= WORK INSTRUCTIONS =
#1 Repeat word for word the portion of the Quay Words summer highlights between "We have some" and "readers. Book here.", inclusive.
#2 Turn the paragraph of the Quay Words summer highlights that opens with "In person, we're excited" into a short bulleted list that keeps its main facts.
#3 According to the Quay Words summer highlights, what is the title of the book Wyl Menmuir is launching on 13th July?

= PASSAGE PROVIDED =
____________
Quay Words Summer 2022 highlights
This summer we’re delving into Exeter’s watery side in our Quay Words Maritime season.
We have some excellent writing courses and masterclasses to get your pen moving over the summer months. First, we are offering an online 5-week course on Writing Children’s Fiction, with the brilliant Jane Elson. Weekly sessions run on Zoom from Saturday 4th June to 2nd July, 11am-1pm. A great opportunity to get creative and begin creating work for middle-grade readers. Book here.
In person, we’re excited to be welcoming back Martyn Waites to Exeter Custom House for a 5-week course on Writing Crime Fiction, an exciting opportunity for budding sleuths to hone their skills with Exeter’s very own ‘King of Crime’. The course will run on Thursday evenings 6.30-8.30pm from 7th July to 11th August (with a one week break on 21st July). Priority booking will be open to Literature Works members next week. Our masterclass this season is especially for mums with babies under one and is a collaboration with Arvon and Mothership Writers, 2nd July 1.30-3pm.
Our writer-in-residence Sophie Dumont will be exploring the Maritime theme with open public workshops. We will have watery author events and performances – including Wyl Menmuir’s new book launch, The Draw of the Sea on 13th July, open for booking here, and an exciting new outdoor performance from Penned in the Margins, In Transit, written by Belinda Zhawi on 23rd July.
____________
(Items from a data source)

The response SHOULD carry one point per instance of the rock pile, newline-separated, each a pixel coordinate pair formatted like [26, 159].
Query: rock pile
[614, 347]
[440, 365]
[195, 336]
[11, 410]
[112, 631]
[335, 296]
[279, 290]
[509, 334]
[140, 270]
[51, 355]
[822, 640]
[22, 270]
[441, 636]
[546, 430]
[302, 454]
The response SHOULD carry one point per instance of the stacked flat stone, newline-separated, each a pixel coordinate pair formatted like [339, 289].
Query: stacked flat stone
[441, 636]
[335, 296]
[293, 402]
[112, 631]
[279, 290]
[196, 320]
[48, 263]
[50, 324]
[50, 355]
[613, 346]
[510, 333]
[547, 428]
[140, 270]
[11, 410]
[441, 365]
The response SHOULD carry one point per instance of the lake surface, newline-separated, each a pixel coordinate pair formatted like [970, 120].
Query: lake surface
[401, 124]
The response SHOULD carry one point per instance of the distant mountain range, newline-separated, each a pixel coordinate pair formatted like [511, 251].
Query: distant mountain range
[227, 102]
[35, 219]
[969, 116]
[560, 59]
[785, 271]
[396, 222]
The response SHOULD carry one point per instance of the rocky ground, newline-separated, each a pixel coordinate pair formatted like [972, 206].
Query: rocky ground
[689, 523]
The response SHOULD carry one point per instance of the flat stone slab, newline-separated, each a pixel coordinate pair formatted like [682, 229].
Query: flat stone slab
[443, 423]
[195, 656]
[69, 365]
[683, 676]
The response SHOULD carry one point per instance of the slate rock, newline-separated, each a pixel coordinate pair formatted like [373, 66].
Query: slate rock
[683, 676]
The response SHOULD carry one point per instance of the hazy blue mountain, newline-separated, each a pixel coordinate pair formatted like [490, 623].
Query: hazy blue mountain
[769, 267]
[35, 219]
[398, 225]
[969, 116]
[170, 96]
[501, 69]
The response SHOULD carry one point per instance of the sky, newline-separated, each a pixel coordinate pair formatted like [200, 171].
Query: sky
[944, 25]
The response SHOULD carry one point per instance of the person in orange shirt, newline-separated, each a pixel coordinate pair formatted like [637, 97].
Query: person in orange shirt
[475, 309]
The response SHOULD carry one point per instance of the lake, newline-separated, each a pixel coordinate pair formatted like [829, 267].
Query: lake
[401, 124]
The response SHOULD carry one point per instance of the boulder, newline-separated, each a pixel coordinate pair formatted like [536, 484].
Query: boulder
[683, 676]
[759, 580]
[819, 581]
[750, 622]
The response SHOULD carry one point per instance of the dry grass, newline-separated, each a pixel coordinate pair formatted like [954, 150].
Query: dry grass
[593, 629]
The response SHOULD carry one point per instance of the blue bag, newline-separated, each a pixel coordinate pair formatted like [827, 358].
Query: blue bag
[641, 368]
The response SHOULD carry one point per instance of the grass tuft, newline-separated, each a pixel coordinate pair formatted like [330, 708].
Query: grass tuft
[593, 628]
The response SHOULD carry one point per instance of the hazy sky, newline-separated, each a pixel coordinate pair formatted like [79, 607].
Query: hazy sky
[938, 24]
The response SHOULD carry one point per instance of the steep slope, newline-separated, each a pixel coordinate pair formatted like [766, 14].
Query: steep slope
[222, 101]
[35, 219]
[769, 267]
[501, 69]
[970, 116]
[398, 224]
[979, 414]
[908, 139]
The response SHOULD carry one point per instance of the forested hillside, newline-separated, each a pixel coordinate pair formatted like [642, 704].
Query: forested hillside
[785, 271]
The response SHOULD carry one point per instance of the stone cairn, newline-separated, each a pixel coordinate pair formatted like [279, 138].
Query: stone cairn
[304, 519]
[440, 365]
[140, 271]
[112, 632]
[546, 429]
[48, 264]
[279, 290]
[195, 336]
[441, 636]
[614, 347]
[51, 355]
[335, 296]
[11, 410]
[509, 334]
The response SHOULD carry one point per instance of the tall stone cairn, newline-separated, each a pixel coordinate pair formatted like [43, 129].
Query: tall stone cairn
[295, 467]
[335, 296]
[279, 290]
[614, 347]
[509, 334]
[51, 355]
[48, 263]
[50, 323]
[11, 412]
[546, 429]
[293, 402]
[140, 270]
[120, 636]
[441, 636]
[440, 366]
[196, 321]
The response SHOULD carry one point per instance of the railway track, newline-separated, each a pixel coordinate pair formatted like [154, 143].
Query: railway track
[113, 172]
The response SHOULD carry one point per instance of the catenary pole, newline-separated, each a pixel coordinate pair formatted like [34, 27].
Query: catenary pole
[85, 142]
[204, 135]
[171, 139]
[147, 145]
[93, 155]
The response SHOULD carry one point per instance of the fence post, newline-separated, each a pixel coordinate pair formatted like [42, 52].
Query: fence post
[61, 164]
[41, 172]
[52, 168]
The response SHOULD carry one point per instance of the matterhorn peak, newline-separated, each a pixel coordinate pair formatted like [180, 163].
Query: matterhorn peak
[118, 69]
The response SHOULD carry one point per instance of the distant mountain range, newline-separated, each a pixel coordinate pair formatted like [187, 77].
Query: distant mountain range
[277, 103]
____________
= FULL SOLUTIONS =
#1
We have some excellent writing courses and masterclasses to get your pen moving over the summer months. First, we are offering an online 5-week course on Writing Children’s Fiction, with the brilliant Jane Elson. Weekly sessions run on Zoom from Saturday 4th June to 2nd July, 11am-1pm. A great opportunity to get creative and begin creating work for middle-grade readers. Book here.

#2
- Martyn Waites returns to Exeter Custom House for a 5-week in-person course on Writing Crime Fiction.
- Sessions run on Thursday evenings, 6.30-8.30pm, from 7th July to 11th August, with a one-week break on 21st July.
- Literature Works members get priority booking next week.
- This season's masterclass, for mums with babies under one, is a collaboration with Arvon and Mothership Writers on 2nd July, 1.30-3pm.

#3 The Draw of the Sea.